Qué hacer
**1)** Enumera las denominaciones con que el fragmento sobre la cultura de la oligarquía nombra a la clase dominante. No incluyas las que solo la describen con un adjetivo, como «clase declinante».
**2)** Prosigue el fragmento sobre la cultura de la oligarquía a partir de su última oración.
++++ Fragmento ++++
La crítica a la cultura de la oligarquía no es ociosa. Es una de las armas que deterioran su preponderancia política, y el paso previo para una reforma de la educación, encaminada a desvanecer la imagen de una Argentina agropecuaria, inducida desde la escuela, a varias generaciones de argentinos. Esta cultura es una fracción del dominio imperialista. De ahí que en las horas que adelantan la liberación de un pueblo, la conciencia histórica, en sus escritores auténticos, muestra una doble arista, de un lado, es conocimiento del pasado, y simultáneamente, conciencia revolucionaria actual, vale decir, troquelamiento racional con el porvenir de la nación, que no implica una fractura histórica, sino una prosecución, donde la inteligencia nacional retorna al pasado, no para estancarse en la edad de oro perdida para siempre de la clase terrateniente, sino para superarlo, tomando de ese pretérito enmudecido por la oligarquía, los elementos vivos en el pueblo que fortalecen las exigencias revolucionarias del presente. Tal conciencia histórica, al acometer al patriciado, no propone deshacerse del pasado, sino ponerlo sobre sus pies, ya que la negación del pasado sería cegar las fuentes de la comunidad nacional en las que las tendencias espontáneas y profundas del pueblo se alimentan. Al pasado arcadiano de la oligarquía, el espíritu revolucionario opone el pasado real que descarna a ese ideal de todo romanticismo, y lo exhibe a la luz de la verdad histórica, como la codificación espiritual de los privilegios de una clase. Esta conciencia histórica, segura de sí misma, tiende a identificarse con los valores soterrados de la vida del pueblo. La conciencia histórica, refuta lo que del pasado, una clase declinante pretende mantener en vigencia contra el desarrollo nacional, y ubica a esa clase, ahora antinacional, dentro de la totalidad de la historia argentina. Sabe bien, la conciencia histórica, que: “Todas las fases históricas sucesivas no son sino etapas en la marcha de la evolución y progreso de la historia humana. Cada fase es necesaria y por lo tanto legítima para la época y circunstancias a las cuales debe su existencia, aunque resulte caduca y pierda su razón de ser ante condiciones nuevas y superiores que se desarrollan paulatinamente en su seno” (HEGEL), La conciencia histórica no niega a la oligarquía como pasado. La niega como presente. Y averigua y enhebra las causas que desde ese ayer han ido marcando gradualmente su actual decadencia nacional.
++++ Datos sin procesar ++++
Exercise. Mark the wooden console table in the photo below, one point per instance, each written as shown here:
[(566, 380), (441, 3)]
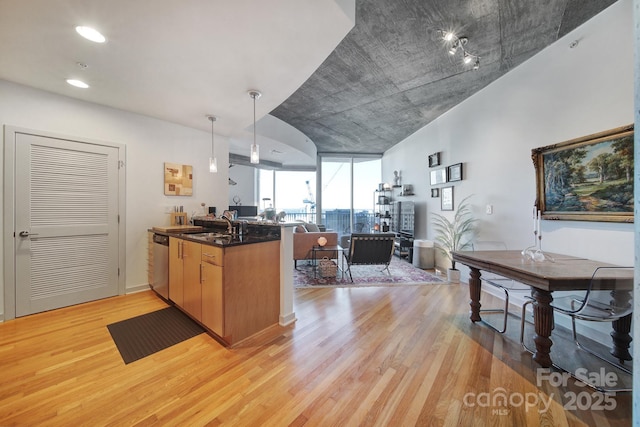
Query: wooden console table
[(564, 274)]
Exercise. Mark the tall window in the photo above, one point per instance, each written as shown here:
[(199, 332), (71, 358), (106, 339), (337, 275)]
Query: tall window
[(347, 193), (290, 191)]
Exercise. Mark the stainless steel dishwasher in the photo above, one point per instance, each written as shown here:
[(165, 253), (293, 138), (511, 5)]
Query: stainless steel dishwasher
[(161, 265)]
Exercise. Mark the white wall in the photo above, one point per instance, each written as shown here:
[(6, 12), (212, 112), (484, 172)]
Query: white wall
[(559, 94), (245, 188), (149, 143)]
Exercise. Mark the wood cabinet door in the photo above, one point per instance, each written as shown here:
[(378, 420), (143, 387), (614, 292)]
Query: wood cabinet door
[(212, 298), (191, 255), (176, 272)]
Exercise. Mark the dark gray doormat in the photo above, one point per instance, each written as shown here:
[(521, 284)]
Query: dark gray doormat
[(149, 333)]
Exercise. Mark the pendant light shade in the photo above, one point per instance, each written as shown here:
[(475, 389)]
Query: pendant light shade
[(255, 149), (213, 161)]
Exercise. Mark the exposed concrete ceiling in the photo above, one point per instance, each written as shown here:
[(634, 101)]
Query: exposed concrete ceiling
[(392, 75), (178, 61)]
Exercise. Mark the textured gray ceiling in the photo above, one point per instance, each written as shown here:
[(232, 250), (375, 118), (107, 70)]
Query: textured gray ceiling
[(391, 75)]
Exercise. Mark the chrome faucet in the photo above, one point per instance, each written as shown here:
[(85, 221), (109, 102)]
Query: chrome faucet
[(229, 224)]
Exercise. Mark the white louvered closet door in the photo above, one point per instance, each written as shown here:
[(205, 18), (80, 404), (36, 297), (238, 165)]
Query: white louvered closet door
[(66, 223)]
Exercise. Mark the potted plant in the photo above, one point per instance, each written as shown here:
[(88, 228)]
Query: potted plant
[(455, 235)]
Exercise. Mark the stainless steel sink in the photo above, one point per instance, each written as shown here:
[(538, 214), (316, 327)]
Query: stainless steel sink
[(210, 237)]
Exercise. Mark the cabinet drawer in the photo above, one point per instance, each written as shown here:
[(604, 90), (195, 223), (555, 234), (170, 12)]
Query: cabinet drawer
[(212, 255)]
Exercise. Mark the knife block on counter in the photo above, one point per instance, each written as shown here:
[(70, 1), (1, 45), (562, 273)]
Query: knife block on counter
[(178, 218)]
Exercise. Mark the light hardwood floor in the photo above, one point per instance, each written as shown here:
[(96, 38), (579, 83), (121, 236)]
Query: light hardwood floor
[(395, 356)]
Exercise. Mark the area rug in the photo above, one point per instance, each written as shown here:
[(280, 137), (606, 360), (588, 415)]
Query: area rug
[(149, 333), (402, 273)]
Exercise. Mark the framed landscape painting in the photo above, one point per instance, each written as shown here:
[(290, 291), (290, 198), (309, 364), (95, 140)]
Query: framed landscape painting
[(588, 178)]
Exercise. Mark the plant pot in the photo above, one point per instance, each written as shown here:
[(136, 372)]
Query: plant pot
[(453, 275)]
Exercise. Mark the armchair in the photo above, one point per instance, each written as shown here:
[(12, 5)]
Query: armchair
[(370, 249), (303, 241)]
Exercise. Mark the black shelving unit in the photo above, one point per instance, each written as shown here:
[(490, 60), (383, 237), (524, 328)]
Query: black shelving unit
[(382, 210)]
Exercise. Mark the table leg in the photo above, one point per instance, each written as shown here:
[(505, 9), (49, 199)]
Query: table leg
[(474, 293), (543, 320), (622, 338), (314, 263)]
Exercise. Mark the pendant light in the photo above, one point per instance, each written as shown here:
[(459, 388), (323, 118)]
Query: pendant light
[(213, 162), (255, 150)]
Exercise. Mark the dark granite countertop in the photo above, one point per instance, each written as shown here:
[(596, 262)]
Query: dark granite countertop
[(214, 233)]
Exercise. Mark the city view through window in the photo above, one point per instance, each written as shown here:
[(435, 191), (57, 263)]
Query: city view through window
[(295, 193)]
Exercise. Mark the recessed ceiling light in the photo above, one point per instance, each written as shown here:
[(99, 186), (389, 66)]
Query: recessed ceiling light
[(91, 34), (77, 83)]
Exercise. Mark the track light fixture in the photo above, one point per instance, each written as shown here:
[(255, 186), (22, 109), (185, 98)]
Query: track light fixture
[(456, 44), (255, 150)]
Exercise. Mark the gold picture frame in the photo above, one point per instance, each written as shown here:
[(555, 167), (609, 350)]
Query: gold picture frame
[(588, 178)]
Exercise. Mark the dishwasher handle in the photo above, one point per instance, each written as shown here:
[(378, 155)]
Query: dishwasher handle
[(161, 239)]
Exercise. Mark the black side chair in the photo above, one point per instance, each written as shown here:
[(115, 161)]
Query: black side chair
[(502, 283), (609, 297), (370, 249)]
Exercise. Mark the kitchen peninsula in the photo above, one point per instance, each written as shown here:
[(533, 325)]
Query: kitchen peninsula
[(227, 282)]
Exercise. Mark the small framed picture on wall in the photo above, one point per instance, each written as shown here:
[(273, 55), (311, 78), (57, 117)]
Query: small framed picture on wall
++++
Respuestas en orden
**1)** oligarquía, clase terrateniente, patriciado

**2)**
La autonomía cultural que se postula en los escritos de los pensadores más nacionales florece sobre los ensayos de independencia económica, o mejor aun, en los períodos precursores de la liberación, al tiempo que, en estas etapas, recrudece la defensa de la cultura europea contra la reivindicación de la nativa de parte de los intelectuales subordinados de la oligarquía, verdaderos beocios culturales en la medida que niegan la cultura nacional en nombre de la cultura extranjera.
Los orígenes del “ser nacional”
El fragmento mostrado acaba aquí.